» Tugas yang Dikerjakan
Tuliskan kembali seluruh teks di bawah ini tentang peran kepala sekolah dalam mewujudkan komite sekolah bermutu tanpa mengubah satu kata pun.

» Teks yang Disediakan
---
Senin, 16 Oktober 2017

Peran Kepala Sekolah dalam Mewujudkan Komite Sekolah Bermutu





Peraturan Menteri Pendidikan  dan Kebudayaan Republik Indonesia Nomor 75  Tahun 2016 tentang Komite Sekolah (permendikbud nomor 75 tahun 2016) telah diterbitkan. Dalam peraturan ini, komite sekolah diartikan sebagai lembaga mandiri yang beranggotakan orangtua/wali peserta didik,  tokoh masyarakat, dan komunitas sekolah yang peduli pendidikan. Fungsi komite sekolah adalah untuk meningkatan mutu pelayanan pendidikan.
Pelayanan pendidikan bermutu perlu dukungan komite sekolah bermutu. Dalam tulisan ini, komite sekolah dikatakan bermutu jika dipilih dan melaksanakan fungsinya sesuai dengan  permendikbud nomor 75 tahun 2016. Banyak faktor yang mempengaruhi terwujudnya komite sekolah bermutu. Tulisan ini hanya membahas peran kepala sekolah dalam mewujudkan komite sekolah bermutu di Sekolah Dasar. Peran kepala sekolah dimaksud,  yang tercantum dengan permendikbud nomor 75 tahun 2016.
---
» Data yang Ditampilkan
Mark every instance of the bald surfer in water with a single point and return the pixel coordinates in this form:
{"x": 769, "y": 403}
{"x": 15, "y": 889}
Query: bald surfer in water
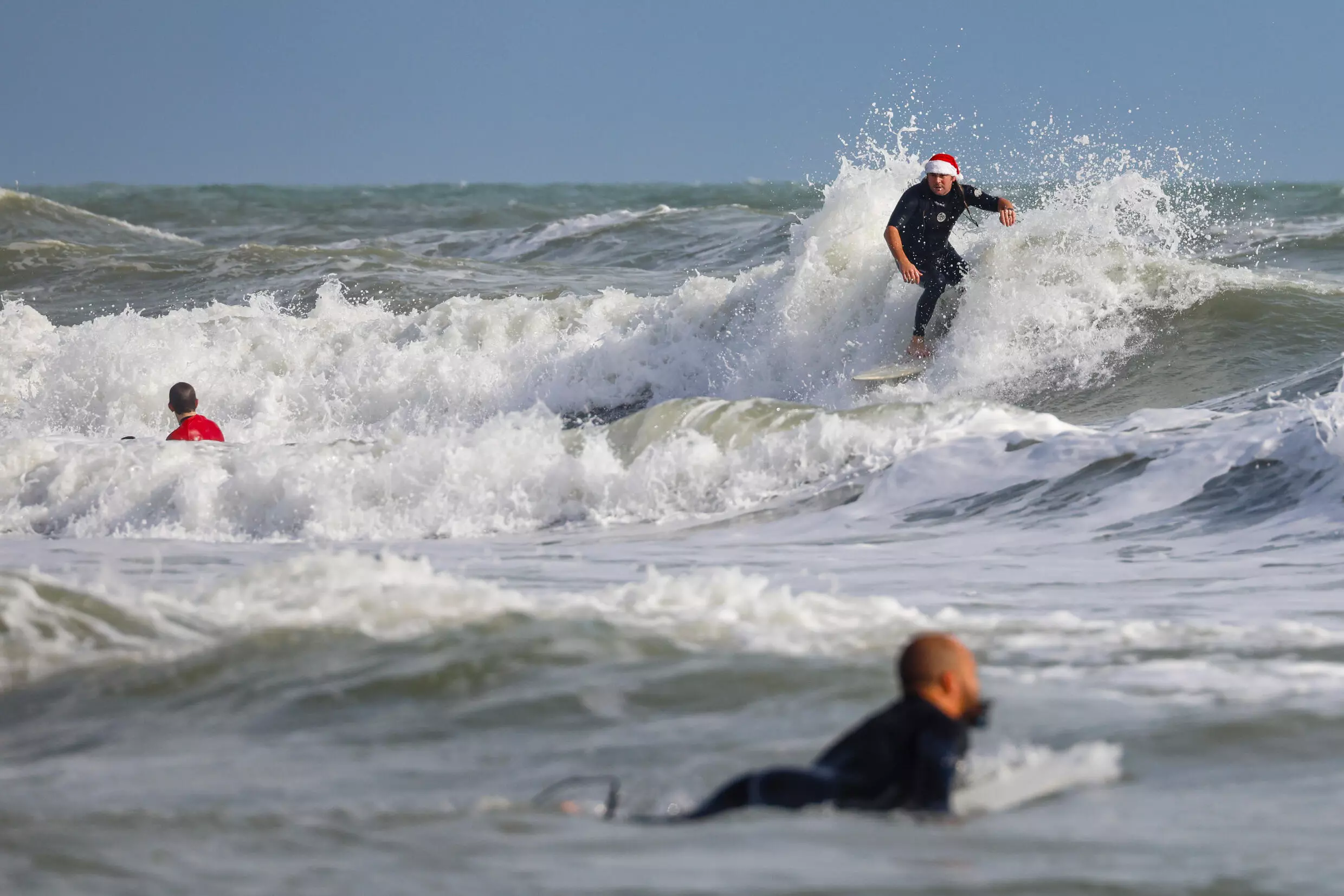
{"x": 903, "y": 757}
{"x": 919, "y": 231}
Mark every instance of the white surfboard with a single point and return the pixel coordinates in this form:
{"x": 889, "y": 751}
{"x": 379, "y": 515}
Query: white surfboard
{"x": 898, "y": 373}
{"x": 998, "y": 783}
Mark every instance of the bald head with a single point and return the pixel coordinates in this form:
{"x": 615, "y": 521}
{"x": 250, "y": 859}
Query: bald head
{"x": 928, "y": 657}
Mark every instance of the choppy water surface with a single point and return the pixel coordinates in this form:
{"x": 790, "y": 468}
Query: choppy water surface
{"x": 534, "y": 481}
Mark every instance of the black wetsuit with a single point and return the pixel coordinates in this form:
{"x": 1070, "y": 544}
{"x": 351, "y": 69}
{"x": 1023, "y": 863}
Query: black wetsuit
{"x": 925, "y": 222}
{"x": 903, "y": 757}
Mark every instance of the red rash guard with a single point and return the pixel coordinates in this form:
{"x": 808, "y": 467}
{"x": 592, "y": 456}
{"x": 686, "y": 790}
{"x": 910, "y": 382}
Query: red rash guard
{"x": 197, "y": 429}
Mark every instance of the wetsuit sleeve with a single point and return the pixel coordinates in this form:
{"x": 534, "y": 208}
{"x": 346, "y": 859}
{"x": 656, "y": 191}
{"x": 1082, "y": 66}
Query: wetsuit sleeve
{"x": 903, "y": 216}
{"x": 980, "y": 199}
{"x": 936, "y": 768}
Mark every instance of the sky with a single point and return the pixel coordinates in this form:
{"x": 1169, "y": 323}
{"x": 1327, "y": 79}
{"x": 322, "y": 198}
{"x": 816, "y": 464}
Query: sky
{"x": 399, "y": 92}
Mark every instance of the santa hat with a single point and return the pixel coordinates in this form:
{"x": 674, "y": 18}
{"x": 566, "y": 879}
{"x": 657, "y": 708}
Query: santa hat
{"x": 942, "y": 164}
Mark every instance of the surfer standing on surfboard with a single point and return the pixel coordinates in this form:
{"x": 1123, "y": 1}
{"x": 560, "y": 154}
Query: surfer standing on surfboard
{"x": 919, "y": 231}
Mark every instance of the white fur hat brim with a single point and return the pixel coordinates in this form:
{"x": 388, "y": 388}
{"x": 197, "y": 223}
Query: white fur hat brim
{"x": 940, "y": 167}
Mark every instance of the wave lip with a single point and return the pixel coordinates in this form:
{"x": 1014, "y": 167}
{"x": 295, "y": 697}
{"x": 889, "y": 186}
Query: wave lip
{"x": 394, "y": 600}
{"x": 24, "y": 217}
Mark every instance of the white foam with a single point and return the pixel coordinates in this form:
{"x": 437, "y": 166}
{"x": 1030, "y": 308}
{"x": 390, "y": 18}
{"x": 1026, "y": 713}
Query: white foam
{"x": 60, "y": 211}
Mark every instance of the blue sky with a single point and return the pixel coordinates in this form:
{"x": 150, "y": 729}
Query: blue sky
{"x": 324, "y": 93}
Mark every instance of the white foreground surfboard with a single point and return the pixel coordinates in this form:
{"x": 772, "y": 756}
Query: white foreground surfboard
{"x": 898, "y": 373}
{"x": 1001, "y": 783}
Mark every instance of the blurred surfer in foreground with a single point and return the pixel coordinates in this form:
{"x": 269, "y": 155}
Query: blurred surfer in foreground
{"x": 919, "y": 231}
{"x": 191, "y": 426}
{"x": 903, "y": 757}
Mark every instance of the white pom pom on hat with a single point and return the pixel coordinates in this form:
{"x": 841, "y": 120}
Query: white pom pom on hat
{"x": 942, "y": 164}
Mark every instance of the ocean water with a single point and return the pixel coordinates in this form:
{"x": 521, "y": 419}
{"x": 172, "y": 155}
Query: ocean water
{"x": 526, "y": 483}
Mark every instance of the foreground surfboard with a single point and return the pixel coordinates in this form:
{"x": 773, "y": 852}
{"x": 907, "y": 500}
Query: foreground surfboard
{"x": 898, "y": 373}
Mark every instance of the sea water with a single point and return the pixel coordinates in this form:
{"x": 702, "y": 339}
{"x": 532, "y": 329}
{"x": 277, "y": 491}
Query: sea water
{"x": 526, "y": 483}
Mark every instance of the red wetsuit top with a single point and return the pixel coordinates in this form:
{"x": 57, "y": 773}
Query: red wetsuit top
{"x": 197, "y": 429}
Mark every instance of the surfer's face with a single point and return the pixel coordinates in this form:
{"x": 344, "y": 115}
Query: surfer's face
{"x": 968, "y": 680}
{"x": 940, "y": 184}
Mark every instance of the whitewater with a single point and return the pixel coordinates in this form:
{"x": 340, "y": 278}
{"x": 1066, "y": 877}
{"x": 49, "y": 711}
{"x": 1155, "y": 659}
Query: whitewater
{"x": 525, "y": 483}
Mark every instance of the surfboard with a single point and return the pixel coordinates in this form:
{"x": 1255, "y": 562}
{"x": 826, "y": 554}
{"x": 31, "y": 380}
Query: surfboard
{"x": 898, "y": 373}
{"x": 1035, "y": 774}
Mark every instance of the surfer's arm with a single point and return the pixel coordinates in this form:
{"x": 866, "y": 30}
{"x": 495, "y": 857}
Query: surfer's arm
{"x": 908, "y": 270}
{"x": 936, "y": 769}
{"x": 987, "y": 202}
---
» Jawaban Lengkap
Senin, 16 Oktober 2017

Peran Kepala Sekolah dalam Mewujudkan Komite Sekolah Bermutu





Peraturan Menteri Pendidikan  dan Kebudayaan Republik Indonesia Nomor 75  Tahun 2016 tentang Komite Sekolah (permendikbud nomor 75 tahun 2016) telah diterbitkan. Dalam peraturan ini, komite sekolah diartikan sebagai lembaga mandiri yang beranggotakan orangtua/wali peserta didik,  tokoh masyarakat, dan komunitas sekolah yang peduli pendidikan. Fungsi komite sekolah adalah untuk meningkatan mutu pelayanan pendidikan.
Pelayanan pendidikan bermutu perlu dukungan komite sekolah bermutu. Dalam tulisan ini, komite sekolah dikatakan bermutu jika dipilih dan melaksanakan fungsinya sesuai dengan  permendikbud nomor 75 tahun 2016. Banyak faktor yang mempengaruhi terwujudnya komite sekolah bermutu. Tulisan ini hanya membahas peran kepala sekolah dalam mewujudkan komite sekolah bermutu di Sekolah Dasar. Peran kepala sekolah dimaksud,  yang tercantum dengan permendikbud nomor 75 tahun 2016.